▶ Reading passage:
::::
During this journey, I have been encouraged by hundreds of people in so many ways. One small group that has provided me with much encouragement while feeding my soul daily is a handful of pastors. One of these men is my own pastor, whom I love dearly, as he is faithful to the Gospel and preaching verse by verse. Additionally, I have been blessed by four other pastors that minister to me on a regular basis. God has sustained me as they take time to share with me their passion for preaching the Truth and their ability to rightly divide the Word of God. They have spent countless hours with me, either in person or via emails. I thank God for these faithful men. What is amazing to me is that each of these men has a profound ability to preach the Gospel but have been called to, and is faithfully serving in, a “small church”. I often have wondered why God doesn’t call them to “big church” so that many more people can hear truth.
I am starting a new email list for any of you who wish to be included as these men share their truths with me. Leave a “Comment” to this post, and I will send you their updates a couple of times a week. Be sure to include your email address. Please pray for these faithful brothers as they face so many challenges in our culture that despises the preaching of the Gospel.
God has been so faithful to our family through this lousy cancer. We continue to thank God every day for His care and for refining us through this suffering. I have shared much before about how He is using His Church in our lives and we continue to be amazed at the faithfulness of His own. God has left us speechless with the generosity of the faithful. It is so humbling and yet glorious to see His handiwork. Never would I have imagined that I would have been on the receiving end of so much outpouring from His people. I want you to know that we see His glory through your generosity of provisions and prayer. Thank you, saints! Thank You, God!
::::
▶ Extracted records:
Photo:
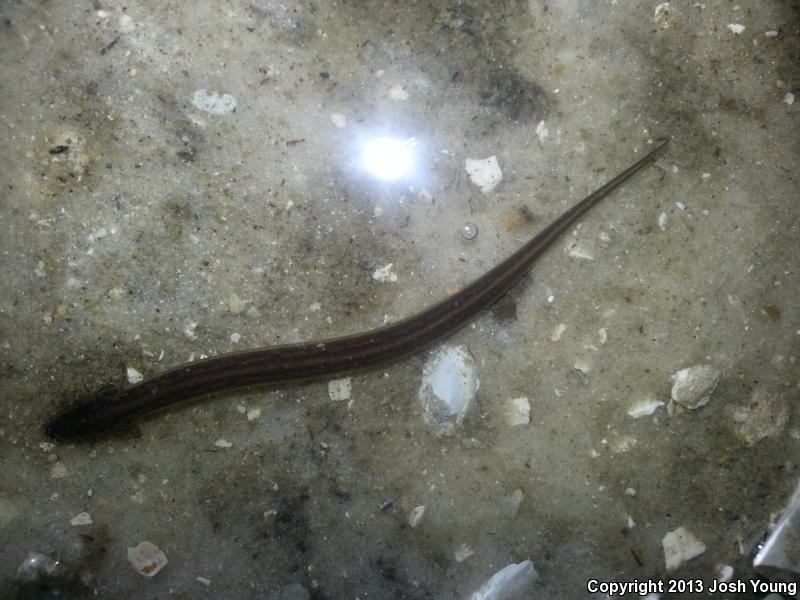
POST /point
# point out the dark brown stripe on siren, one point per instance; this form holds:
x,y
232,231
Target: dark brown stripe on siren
x,y
109,411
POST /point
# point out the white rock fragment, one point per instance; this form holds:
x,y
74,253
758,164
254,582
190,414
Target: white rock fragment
x,y
518,412
58,471
385,274
724,573
509,507
558,332
189,329
218,104
693,386
463,552
338,119
542,132
680,546
662,17
415,516
81,519
147,559
398,93
513,581
644,408
448,389
134,376
484,173
126,24
340,389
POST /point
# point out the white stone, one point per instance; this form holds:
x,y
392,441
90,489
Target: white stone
x,y
558,332
147,559
680,545
385,274
644,408
340,389
448,389
724,573
693,386
134,376
462,553
512,581
415,516
518,412
212,102
484,173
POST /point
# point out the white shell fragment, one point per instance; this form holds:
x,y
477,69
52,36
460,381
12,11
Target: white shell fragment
x,y
693,386
147,559
449,386
219,104
680,545
134,376
385,274
462,553
81,519
644,408
518,412
484,172
340,389
415,516
512,581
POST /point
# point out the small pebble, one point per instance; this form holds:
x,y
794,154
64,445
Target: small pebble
x,y
518,412
340,389
469,231
147,559
415,516
134,376
680,546
693,386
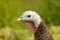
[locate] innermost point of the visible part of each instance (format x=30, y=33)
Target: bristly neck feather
x=42, y=33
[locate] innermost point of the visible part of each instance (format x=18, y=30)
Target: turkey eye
x=29, y=15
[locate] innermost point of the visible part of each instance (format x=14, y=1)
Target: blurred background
x=10, y=10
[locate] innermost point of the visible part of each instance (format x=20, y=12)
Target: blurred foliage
x=10, y=10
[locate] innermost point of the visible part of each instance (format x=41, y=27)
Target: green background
x=10, y=10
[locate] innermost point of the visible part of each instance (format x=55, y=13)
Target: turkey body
x=42, y=33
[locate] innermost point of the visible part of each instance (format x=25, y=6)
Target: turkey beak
x=18, y=19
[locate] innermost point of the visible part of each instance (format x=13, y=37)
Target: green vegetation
x=10, y=10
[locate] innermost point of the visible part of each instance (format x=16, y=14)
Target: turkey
x=35, y=22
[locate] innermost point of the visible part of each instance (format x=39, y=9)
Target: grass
x=8, y=33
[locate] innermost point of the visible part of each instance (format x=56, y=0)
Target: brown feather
x=42, y=33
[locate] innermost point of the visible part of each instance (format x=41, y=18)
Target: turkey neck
x=42, y=33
::::
▶ What is being asked:
Continue the post above about encouragement from pastors and the church during cancer, picking up after its last sentence.

▶ Result:
When I was diagnosed with bone marrow cancer October 22, 2014, they tested marrow and blood to determine what stage I was in. Stage 1 is 0-3.5. Stage 2 is 3.5 to 5.5. Stage 3 is above 5.5 and comes with an average life expectancy of 309 days if untreated. My number came in at 5.9. Honestly, without prayer and treatment I am fairly certain that I would not have made it to Christmas 2014. Now, after three months, thousands of prayers, and nine chemo treatments, my number is 2.9! Praise God! The Doctors are encouraged and they are beginning to talk about bone marrow transplantation. My bones are beginning to heal and my thoughts have turned to survival. I know this disease is incurable, and typical life expectancy is 2-5 years after treatment, but there are plenty of examples of survivors making it 10-15 years. I am thankful for His healing. The pain is tolerable. The chemo is terrible. The future is scary only because I am fearful that all He has taught me will be lost, and my idols, pride, and criticism will creep back in. Please, please pray for me that God will continue to heal my heart as He heals my body.
Lastly, I have a specific rather selfish prayer that I am praying for: that I can be done with chemo in 30 days. Original time frame was six months, but four months sounds much better. Will you pray with me? God doesn’t promise healing or shorter-than-normal chemo. He promises healing to the soul and rest for the weary. He also delights in giving good gifts to His children and glorifying Himself. Perhaps he will delight in granting my request.